• [What is asked] Express the lines from the one containing "Find each white-headed" through the end of the lines below as a two-column CSV with the headers "prompt" and "response". Use one row per line and its answer, with each value in a single quoted field and its line breaks replaced by spaces.

Supplied data start

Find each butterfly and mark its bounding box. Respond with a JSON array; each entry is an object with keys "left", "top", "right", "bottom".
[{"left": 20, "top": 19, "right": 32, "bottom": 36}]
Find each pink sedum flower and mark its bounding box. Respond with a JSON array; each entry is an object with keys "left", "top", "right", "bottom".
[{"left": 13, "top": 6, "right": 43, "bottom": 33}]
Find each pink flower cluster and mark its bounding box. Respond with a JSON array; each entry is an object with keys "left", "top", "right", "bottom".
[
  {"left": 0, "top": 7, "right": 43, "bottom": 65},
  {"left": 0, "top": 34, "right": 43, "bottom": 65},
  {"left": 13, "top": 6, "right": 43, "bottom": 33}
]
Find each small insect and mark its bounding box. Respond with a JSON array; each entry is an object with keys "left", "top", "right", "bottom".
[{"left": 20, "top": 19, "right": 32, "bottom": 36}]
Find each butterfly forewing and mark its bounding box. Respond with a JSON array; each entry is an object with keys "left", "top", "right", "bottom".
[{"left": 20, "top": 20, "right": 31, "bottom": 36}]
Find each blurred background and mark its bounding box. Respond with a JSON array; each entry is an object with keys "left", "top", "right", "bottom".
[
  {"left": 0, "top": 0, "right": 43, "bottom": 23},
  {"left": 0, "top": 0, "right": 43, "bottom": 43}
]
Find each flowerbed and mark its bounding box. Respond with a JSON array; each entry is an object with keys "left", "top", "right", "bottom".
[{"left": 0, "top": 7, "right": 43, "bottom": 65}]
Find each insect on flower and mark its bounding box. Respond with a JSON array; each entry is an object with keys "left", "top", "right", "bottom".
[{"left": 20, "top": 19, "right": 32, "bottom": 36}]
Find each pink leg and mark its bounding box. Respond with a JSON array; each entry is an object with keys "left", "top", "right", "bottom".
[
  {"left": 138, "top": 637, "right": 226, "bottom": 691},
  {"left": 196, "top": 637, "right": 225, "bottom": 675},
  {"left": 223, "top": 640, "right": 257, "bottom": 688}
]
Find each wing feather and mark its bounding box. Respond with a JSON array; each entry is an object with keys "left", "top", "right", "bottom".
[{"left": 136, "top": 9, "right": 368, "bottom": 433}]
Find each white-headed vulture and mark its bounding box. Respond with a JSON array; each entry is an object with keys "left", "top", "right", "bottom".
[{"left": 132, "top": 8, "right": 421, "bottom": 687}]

Supplied data end

• [Problem solution]
prompt,response
"Find each white-headed vulture and mark its bounding box. Respond with a JSON array; each entry is an object with keys ""left"", ""top"", ""right"", ""bottom"".","[{""left"": 132, ""top"": 8, ""right"": 421, ""bottom"": 687}]"